**DIRECTIONS FOR THIS TASK**
Copy out all the items below, replacing "drop a dot" with "put a point" and keeping everything else the same. Don't include the pictures.

[Point placement items]

•••

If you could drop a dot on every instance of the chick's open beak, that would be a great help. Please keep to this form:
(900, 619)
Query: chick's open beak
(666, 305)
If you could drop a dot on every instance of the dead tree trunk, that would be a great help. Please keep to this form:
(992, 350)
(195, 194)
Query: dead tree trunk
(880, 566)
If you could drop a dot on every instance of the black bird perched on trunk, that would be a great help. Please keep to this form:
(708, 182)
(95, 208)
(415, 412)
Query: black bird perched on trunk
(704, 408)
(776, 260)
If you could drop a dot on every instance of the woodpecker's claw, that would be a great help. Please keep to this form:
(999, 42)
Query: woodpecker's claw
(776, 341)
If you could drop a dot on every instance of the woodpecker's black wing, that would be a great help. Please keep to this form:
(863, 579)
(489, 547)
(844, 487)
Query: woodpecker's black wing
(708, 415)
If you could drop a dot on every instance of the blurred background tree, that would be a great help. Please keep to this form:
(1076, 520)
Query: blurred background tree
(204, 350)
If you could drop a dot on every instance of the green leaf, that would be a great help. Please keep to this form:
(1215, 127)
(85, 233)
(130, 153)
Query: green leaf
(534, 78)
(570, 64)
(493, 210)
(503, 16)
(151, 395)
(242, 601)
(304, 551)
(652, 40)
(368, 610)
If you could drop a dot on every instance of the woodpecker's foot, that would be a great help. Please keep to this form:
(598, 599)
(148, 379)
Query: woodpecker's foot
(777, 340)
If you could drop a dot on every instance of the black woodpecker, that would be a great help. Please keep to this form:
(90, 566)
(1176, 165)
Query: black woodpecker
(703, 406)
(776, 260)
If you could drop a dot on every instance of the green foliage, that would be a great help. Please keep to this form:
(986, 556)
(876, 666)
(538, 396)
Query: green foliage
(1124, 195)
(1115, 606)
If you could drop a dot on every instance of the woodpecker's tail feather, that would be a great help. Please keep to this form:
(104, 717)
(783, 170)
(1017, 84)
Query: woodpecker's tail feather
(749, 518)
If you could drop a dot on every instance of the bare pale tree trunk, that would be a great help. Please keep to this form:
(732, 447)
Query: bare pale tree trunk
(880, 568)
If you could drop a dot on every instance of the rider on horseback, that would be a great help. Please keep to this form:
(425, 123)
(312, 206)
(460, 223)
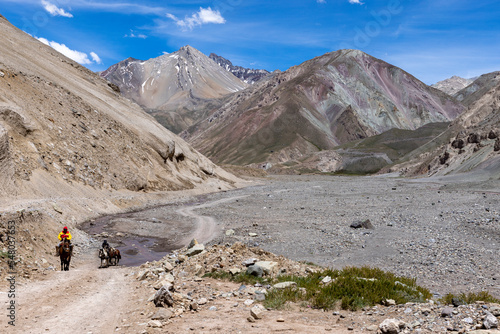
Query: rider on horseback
(105, 247)
(64, 235)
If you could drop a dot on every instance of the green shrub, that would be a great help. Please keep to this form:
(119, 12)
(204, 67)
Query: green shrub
(352, 288)
(470, 298)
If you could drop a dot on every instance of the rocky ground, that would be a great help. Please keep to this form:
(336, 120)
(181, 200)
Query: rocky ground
(444, 234)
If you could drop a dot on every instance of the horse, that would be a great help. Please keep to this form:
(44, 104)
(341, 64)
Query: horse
(112, 258)
(114, 254)
(65, 254)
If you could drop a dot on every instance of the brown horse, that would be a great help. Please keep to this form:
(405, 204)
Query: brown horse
(65, 254)
(109, 256)
(114, 256)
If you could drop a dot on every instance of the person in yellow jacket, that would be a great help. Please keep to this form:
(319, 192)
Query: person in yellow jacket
(64, 235)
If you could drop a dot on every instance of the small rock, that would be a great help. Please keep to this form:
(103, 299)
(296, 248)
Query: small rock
(326, 280)
(255, 270)
(284, 285)
(196, 249)
(162, 314)
(163, 297)
(235, 271)
(457, 302)
(362, 224)
(490, 321)
(249, 262)
(447, 312)
(391, 326)
(266, 266)
(389, 302)
(155, 324)
(56, 208)
(257, 311)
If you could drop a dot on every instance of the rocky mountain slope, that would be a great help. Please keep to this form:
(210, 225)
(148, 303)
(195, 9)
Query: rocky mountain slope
(332, 99)
(452, 85)
(175, 88)
(474, 144)
(62, 124)
(478, 88)
(247, 75)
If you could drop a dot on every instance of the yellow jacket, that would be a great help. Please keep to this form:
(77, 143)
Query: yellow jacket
(63, 235)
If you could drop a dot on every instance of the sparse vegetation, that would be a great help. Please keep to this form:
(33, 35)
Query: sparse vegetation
(470, 298)
(352, 288)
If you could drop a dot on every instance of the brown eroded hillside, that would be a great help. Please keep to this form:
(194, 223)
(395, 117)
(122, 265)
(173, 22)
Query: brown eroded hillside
(175, 88)
(61, 124)
(474, 146)
(333, 99)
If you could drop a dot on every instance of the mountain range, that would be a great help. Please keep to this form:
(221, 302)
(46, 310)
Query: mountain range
(327, 101)
(64, 130)
(339, 111)
(247, 75)
(176, 88)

•••

**EXERCISE ANSWER**
If you could put a point on every instance of the chick's open beak, that would be a great help. Please keep to this form:
(900, 619)
Query: chick's open beak
(666, 305)
If you could put a point on every instance of the dead tree trunk, that would be a great help. Please keep to this form:
(992, 350)
(195, 194)
Query: dead tree trunk
(880, 566)
If you could put a point on every instance of the black bird perched on trunk, that would be a great help. Please keep to this form:
(708, 182)
(95, 208)
(415, 412)
Query: black bird perched on trunk
(704, 408)
(776, 260)
If you could put a point on every instance of the woodpecker's claw, that would be a great help. Please keep to this form:
(999, 42)
Query: woodpecker's claw
(776, 341)
If you could put a point on every instance of the woodpecker's black wing, that would be a great help. Please keep to this form:
(863, 579)
(489, 547)
(844, 487)
Query: woodpecker's black wing
(708, 415)
If you could put a point on every instance of the blurred background tree, that would be a great help. Please keep to this form:
(1076, 520)
Query: blurred background tree
(204, 350)
If you could put a point on every instance of the green leaf, that would be a great help. Please keep to this form:
(1215, 127)
(85, 233)
(130, 153)
Query: green leaf
(534, 78)
(570, 64)
(493, 210)
(503, 16)
(151, 395)
(242, 601)
(304, 551)
(652, 40)
(368, 610)
If you could put a point on every instance of the woodpecker's foot, that would be a great help. Please keep to this form:
(598, 599)
(148, 379)
Query: woodpecker's foot
(777, 340)
If you could put a point on every instance of the black woodpecker, that would be a great help. Please keep to this form:
(90, 566)
(1176, 165)
Query: black woodpecker
(703, 406)
(776, 260)
If you could put a point on every instance of the green foliage, that would be a great help. Please keep to this form:
(986, 556)
(876, 666)
(538, 396)
Query: green foliage
(1124, 195)
(1115, 606)
If you could put a point on every instance of the woodpecker's tail feather, that would be a great help. Please keep to this form:
(104, 717)
(783, 170)
(1017, 84)
Query: woodpecker's tail feather
(749, 518)
If you could put a point on every instance of the bare pale tree trunk, that would be a great help. Please keep to this form:
(732, 447)
Query: bare pale tree trunk
(880, 568)
If you could put a point on every instance of the rider on horseback, that would be a great help. Please keep to this form:
(425, 123)
(312, 206)
(460, 223)
Query: rider on horseback
(105, 247)
(64, 235)
If you could put a point on every instance of the green shrub, that would be a great help. Please keep to this form:
(119, 12)
(204, 67)
Query: green shrub
(352, 288)
(470, 298)
If you could put a point on every instance of the rocky ground, that would be a great help. Please keep to this form:
(336, 120)
(181, 200)
Query: rocky ground
(444, 234)
If you could put a point on every instance of the horse, that would be a great help. Please keep to this form:
(44, 104)
(341, 64)
Query: horse
(112, 258)
(114, 254)
(65, 254)
If you could put a point on every instance of the brown horse, that would be a great help. Please keep to this form:
(405, 204)
Query: brown horse
(65, 254)
(109, 256)
(114, 256)
If you could put a point on every instance of the person in yellow jacket, that would be a great help. Please keep to this form:
(319, 192)
Query: person in yellow jacket
(64, 235)
If you could put a point on every instance of the small rock, that would be a great help. Please keep to this form:
(103, 299)
(296, 248)
Query: small rock
(326, 280)
(255, 270)
(284, 285)
(196, 249)
(162, 314)
(163, 297)
(235, 271)
(457, 302)
(362, 224)
(490, 321)
(249, 262)
(447, 312)
(391, 326)
(266, 266)
(389, 302)
(155, 324)
(56, 208)
(257, 311)
If you could put a point on every instance of the rocky mountain slope, that would be a great help. Please keep to this form:
(210, 225)
(148, 303)
(195, 9)
Query: rocky mountain slope
(332, 99)
(452, 85)
(175, 88)
(474, 144)
(62, 124)
(478, 88)
(247, 75)
If you could put a point on every instance of the yellow jacket, that would be a great help. Please keep to this form:
(77, 143)
Query: yellow jacket
(63, 235)
If you could put a point on every instance of the sparse vegetation, that would be a great help. Please keep to this form:
(33, 35)
Query: sparse vegetation
(470, 298)
(352, 288)
If you could put a point on every instance of the brown eroded hillside, that would be a great help. Please keep to this form:
(194, 223)
(395, 117)
(122, 265)
(173, 22)
Query: brown eroded hillside
(175, 88)
(61, 124)
(474, 146)
(333, 99)
If you could put a point on every instance of the mountain range, that would be a great help. Please keep to this form:
(221, 302)
(46, 310)
Query: mountain range
(327, 101)
(64, 130)
(339, 111)
(247, 75)
(176, 88)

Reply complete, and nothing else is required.